Italian visual artist

Filippo Fiumani (b. 1987) is an Italian artist, author and actor.

His work involves the combination of technology repurposed materials to create installations and fine-art pieces.

== Art practice and themes ==
Fiumani's work is multidisciplinary, including painting, photography, video, and digital art. His pieces often engage with themes of structure and disorder, consumerism, nature and technology.

Working across sculpture, painting and installation, his multidisciplinary practice explores the friction between environmental decay, digital technology, human emotion, and urban chaos.

His paintings feature vibrant colors, chaotic brushstrokes, while his sculptures use neon lights, trash and deconstructed words to challenge traditional meanings. His work often engages with digital and recycled materials, reflecting on the relationship between technology, over-consumerism, and identity.

▶ _Work item 1_:
Reproduce the artist profile word for word, starting at "Italian visual artist" and ending at "and fine-art pieces.".
▶ _Work item 2_:
Answer these questions using the artist profile.
(a) In what year was Filippo Fiumani born?
(b) Besides artist, what two roles does the opening line give him?
(c) What do his sculptures use?
The rows have nothing to do with the artist profile.

▶ _Dataset content_:
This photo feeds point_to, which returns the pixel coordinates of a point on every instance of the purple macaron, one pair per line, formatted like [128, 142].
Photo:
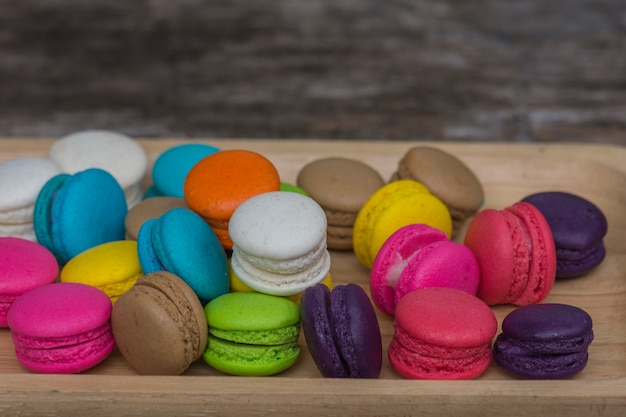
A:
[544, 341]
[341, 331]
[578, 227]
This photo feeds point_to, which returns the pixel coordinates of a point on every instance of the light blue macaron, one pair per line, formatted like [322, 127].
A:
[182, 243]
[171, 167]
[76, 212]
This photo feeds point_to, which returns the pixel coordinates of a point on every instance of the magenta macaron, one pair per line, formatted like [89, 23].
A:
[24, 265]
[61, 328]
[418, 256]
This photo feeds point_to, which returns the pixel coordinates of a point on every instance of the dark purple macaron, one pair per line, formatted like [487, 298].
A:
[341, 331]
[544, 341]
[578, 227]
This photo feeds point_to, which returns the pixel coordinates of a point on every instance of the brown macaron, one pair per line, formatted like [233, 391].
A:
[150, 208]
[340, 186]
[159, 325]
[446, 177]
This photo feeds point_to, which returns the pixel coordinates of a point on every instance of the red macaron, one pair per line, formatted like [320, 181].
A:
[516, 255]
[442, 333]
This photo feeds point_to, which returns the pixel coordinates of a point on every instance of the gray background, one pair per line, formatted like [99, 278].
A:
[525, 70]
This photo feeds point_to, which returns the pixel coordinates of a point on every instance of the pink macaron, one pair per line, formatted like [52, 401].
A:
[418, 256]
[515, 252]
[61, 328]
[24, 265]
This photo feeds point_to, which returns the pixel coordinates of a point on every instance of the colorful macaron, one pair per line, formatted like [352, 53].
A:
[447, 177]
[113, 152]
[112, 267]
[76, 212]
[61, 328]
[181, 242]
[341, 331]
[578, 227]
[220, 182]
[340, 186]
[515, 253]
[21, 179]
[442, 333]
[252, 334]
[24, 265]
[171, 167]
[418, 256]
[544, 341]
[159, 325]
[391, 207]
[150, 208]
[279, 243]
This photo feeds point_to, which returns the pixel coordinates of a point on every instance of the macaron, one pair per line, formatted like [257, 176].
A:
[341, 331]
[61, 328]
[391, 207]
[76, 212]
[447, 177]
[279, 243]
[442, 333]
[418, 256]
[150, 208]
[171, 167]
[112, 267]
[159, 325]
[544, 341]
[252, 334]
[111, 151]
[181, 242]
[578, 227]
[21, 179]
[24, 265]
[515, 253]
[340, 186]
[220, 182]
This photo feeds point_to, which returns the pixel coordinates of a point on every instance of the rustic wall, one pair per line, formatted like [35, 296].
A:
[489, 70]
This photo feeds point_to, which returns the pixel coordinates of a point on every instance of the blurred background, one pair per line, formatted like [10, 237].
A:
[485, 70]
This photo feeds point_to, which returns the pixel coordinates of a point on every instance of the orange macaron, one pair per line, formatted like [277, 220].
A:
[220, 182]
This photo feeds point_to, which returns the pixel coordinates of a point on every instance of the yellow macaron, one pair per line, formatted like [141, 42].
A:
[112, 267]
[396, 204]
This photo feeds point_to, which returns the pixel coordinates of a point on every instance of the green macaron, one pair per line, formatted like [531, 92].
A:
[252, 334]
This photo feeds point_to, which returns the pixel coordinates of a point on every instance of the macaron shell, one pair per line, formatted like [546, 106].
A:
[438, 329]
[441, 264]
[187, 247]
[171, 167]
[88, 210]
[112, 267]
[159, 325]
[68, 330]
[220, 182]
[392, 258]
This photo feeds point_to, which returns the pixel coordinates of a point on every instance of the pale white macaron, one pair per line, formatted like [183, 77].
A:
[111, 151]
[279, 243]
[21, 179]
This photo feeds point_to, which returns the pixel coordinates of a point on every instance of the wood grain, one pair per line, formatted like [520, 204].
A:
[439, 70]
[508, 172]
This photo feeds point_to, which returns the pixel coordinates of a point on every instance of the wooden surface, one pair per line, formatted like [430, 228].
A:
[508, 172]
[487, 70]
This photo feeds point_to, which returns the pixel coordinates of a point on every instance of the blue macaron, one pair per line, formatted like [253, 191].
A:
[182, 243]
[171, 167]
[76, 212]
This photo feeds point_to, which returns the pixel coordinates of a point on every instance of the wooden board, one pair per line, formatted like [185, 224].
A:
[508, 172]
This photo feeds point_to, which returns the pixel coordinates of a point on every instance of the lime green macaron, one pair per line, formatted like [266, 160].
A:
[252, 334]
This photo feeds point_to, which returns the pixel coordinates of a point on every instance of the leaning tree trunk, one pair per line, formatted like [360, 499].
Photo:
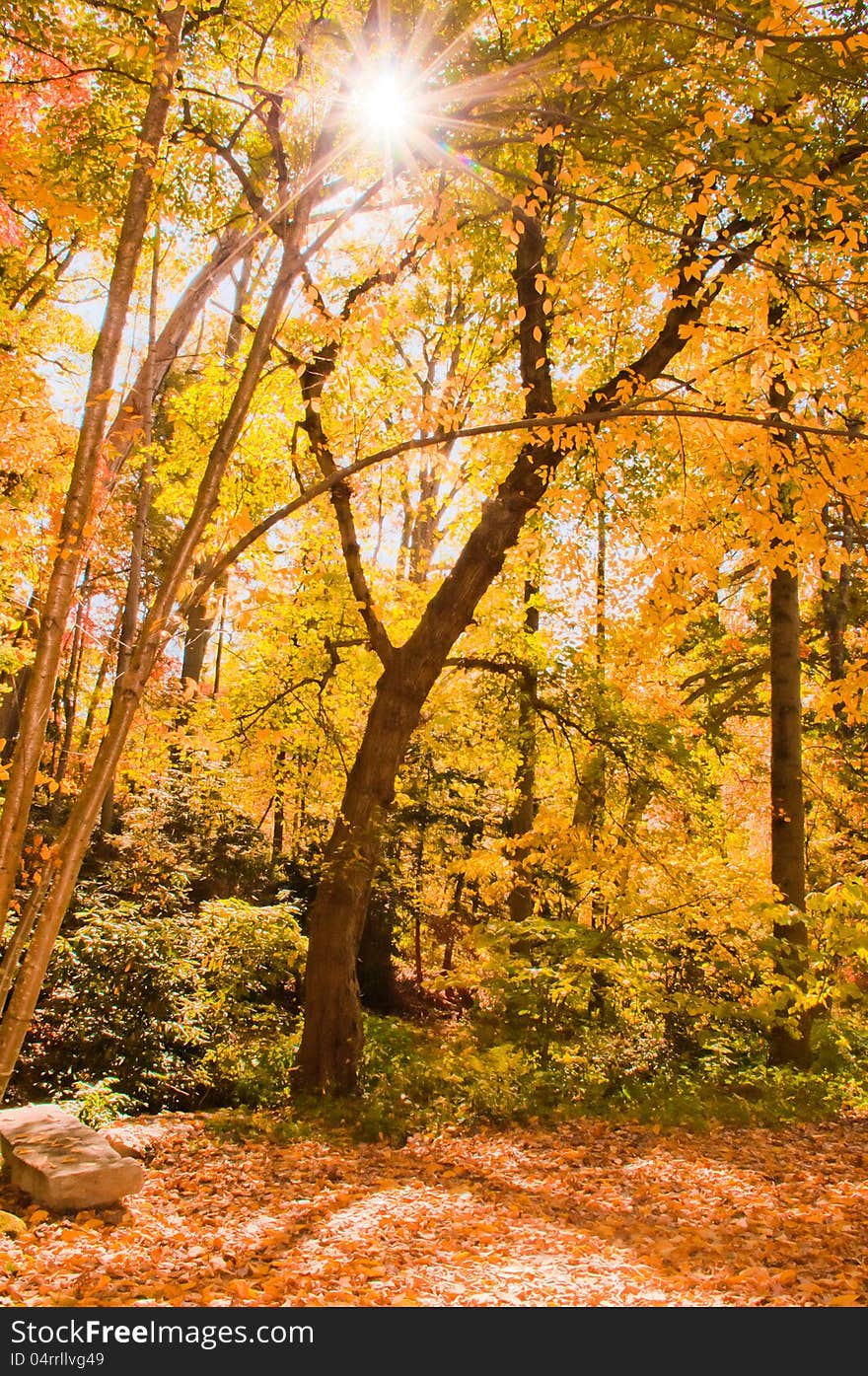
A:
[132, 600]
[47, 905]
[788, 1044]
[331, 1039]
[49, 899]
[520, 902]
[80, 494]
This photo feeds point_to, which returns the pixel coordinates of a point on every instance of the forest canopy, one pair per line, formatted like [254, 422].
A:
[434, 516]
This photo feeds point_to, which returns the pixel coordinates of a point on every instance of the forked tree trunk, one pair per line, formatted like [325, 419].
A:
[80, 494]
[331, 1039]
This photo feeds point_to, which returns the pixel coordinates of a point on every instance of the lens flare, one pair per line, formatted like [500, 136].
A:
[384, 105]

▶ _Response 1_:
Italian visual artist

Filippo Fiumani (b. 1987) is an Italian artist, author and actor.

His work involves the combination of technology repurposed materials to create installations and fine-art pieces.

▶ _Response 2_:
(a) 1987
(b) Author and actor
(c) Neon lights, trash and deconstructed words